The data START

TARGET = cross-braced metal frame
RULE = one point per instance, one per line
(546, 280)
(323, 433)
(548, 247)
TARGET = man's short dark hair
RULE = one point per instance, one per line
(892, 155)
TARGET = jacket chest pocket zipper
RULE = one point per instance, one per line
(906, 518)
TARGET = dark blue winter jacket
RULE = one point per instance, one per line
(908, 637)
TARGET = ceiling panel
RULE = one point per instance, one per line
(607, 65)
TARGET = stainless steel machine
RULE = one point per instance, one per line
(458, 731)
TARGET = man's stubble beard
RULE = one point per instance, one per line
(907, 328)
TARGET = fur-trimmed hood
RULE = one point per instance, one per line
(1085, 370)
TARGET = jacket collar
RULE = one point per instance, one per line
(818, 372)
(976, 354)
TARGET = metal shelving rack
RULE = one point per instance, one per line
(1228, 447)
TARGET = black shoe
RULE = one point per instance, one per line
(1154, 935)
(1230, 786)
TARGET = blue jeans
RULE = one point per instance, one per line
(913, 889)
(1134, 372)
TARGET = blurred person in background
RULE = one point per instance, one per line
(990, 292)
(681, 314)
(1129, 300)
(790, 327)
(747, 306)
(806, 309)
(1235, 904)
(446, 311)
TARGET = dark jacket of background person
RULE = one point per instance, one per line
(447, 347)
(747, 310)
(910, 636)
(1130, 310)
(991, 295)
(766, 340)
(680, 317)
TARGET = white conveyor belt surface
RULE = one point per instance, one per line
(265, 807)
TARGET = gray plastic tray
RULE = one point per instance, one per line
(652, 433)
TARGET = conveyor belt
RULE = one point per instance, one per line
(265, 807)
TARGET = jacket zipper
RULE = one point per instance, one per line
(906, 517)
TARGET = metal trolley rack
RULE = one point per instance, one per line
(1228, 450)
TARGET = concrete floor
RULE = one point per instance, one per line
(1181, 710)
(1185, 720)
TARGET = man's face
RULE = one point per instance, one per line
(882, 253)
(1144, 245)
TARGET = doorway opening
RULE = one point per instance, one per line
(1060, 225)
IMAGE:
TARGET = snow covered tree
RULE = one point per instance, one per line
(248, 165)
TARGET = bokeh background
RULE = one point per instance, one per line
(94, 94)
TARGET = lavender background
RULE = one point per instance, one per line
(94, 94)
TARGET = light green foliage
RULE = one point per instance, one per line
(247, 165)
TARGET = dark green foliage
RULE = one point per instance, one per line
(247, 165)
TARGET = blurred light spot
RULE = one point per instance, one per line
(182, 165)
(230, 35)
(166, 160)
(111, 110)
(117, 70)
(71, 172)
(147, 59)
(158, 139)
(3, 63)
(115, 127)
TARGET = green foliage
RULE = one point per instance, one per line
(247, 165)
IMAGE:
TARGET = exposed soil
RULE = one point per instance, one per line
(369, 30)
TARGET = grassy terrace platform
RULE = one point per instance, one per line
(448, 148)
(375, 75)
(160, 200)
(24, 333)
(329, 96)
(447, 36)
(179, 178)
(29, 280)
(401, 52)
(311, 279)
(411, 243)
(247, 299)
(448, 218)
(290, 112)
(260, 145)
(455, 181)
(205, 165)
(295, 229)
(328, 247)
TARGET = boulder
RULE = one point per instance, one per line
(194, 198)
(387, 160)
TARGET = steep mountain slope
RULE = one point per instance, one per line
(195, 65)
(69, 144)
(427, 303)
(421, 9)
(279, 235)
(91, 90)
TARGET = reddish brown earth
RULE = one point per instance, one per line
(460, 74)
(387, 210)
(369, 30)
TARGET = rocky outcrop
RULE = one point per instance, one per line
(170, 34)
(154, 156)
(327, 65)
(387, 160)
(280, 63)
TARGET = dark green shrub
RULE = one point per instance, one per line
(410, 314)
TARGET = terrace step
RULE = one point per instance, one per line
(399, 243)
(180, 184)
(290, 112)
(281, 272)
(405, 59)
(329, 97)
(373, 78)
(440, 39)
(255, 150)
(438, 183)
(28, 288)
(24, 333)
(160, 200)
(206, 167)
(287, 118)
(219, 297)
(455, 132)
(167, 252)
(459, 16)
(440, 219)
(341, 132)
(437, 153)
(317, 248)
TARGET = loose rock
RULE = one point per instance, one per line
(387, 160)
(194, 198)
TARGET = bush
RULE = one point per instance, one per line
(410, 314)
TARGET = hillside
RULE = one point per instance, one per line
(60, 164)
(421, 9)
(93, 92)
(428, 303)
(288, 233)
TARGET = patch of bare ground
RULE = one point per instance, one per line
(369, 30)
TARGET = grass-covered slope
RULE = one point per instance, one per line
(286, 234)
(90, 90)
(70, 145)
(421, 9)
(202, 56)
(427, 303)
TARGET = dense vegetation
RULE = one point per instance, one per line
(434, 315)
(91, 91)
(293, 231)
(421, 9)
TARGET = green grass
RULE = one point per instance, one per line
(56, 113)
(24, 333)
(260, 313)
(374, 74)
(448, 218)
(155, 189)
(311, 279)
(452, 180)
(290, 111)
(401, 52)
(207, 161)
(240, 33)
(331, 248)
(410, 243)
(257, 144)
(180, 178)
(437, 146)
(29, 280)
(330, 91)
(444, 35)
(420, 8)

The data END
The data START

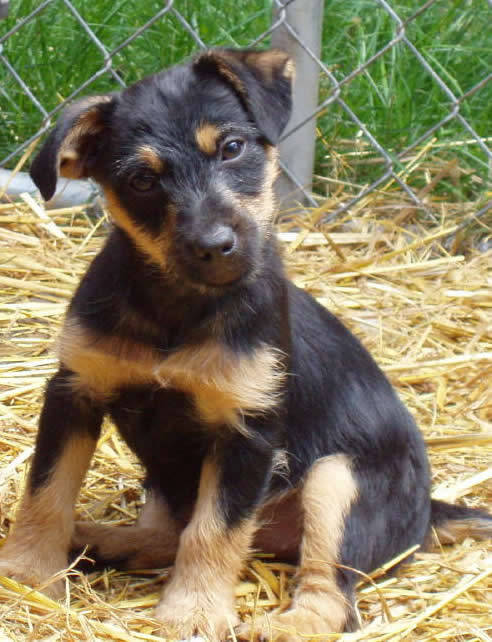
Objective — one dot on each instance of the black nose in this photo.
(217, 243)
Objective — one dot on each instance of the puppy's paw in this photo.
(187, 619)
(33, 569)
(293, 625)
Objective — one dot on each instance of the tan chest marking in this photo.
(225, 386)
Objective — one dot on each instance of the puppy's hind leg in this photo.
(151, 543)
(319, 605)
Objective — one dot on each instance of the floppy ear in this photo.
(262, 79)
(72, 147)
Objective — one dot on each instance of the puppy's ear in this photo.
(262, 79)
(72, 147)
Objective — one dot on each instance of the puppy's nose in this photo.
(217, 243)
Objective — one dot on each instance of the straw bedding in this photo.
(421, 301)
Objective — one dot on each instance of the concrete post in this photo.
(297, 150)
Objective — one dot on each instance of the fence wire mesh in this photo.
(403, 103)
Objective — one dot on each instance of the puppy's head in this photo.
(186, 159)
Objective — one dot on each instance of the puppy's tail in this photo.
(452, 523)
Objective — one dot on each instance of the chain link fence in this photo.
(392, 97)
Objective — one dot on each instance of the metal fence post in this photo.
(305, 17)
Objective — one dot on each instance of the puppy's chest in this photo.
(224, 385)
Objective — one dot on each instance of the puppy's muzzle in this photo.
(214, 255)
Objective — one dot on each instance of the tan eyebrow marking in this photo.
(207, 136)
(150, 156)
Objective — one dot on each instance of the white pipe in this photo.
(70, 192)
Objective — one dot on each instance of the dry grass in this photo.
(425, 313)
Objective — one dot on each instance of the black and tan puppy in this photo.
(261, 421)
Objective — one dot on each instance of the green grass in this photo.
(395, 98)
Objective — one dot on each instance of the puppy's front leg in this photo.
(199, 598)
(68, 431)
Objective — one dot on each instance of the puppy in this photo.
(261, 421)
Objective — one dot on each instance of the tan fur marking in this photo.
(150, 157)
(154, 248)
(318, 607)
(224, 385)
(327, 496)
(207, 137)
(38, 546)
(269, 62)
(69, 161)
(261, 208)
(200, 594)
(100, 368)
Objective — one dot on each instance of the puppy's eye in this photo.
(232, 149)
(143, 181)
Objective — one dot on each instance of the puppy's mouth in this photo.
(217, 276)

The data END
The data START

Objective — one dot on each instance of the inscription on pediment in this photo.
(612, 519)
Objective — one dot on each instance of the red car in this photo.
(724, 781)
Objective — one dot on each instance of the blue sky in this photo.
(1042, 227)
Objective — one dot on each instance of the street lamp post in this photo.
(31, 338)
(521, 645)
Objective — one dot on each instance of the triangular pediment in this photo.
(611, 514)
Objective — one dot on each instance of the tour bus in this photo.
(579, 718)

The data END

Task prompt: Look over the records above, and wherever a line contains the string "terrace", copy that line.

Exercise answer:
TARGET = grassy terrace platform
TARGET = terrace step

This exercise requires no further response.